* START Entries *
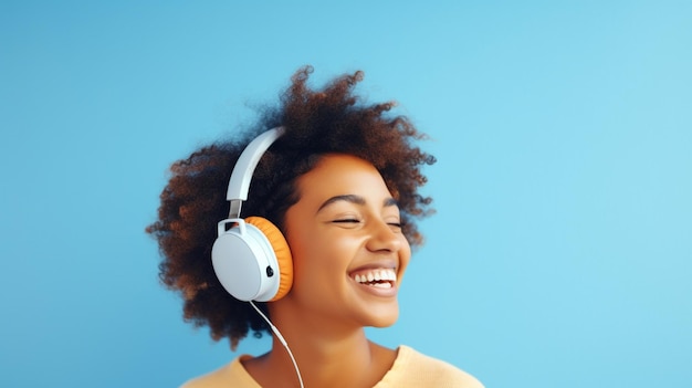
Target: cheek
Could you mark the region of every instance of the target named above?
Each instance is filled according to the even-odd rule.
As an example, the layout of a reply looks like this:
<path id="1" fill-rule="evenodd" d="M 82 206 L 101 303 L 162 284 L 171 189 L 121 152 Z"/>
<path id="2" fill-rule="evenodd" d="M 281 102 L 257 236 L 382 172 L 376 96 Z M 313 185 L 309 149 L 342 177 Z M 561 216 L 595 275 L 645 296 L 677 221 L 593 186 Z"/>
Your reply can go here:
<path id="1" fill-rule="evenodd" d="M 409 245 L 408 240 L 402 235 L 401 237 L 401 249 L 399 250 L 399 277 L 403 276 L 406 269 L 411 261 L 411 245 Z"/>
* END Entries *
Aim
Reproduce the material above with each occurrence of "instance" swapped for "occurrence", leaving everything else unchanged. Omit the pictures from your answer.

Output for this task
Target: cheek
Could you mark the region of every occurrence of the target named above?
Each occurrence is filled according to the even-odd rule.
As an example, the layout of a reply looks like this:
<path id="1" fill-rule="evenodd" d="M 82 206 L 101 303 L 162 284 L 171 189 L 121 152 Z"/>
<path id="2" fill-rule="evenodd" d="M 281 102 L 257 236 L 382 172 L 376 96 Z M 313 185 L 309 149 L 342 177 Z M 561 216 L 595 275 L 645 296 L 677 221 L 593 186 Z"/>
Your reply can go here:
<path id="1" fill-rule="evenodd" d="M 409 245 L 408 240 L 402 235 L 401 237 L 401 249 L 399 250 L 399 277 L 403 276 L 406 269 L 411 261 L 411 245 Z"/>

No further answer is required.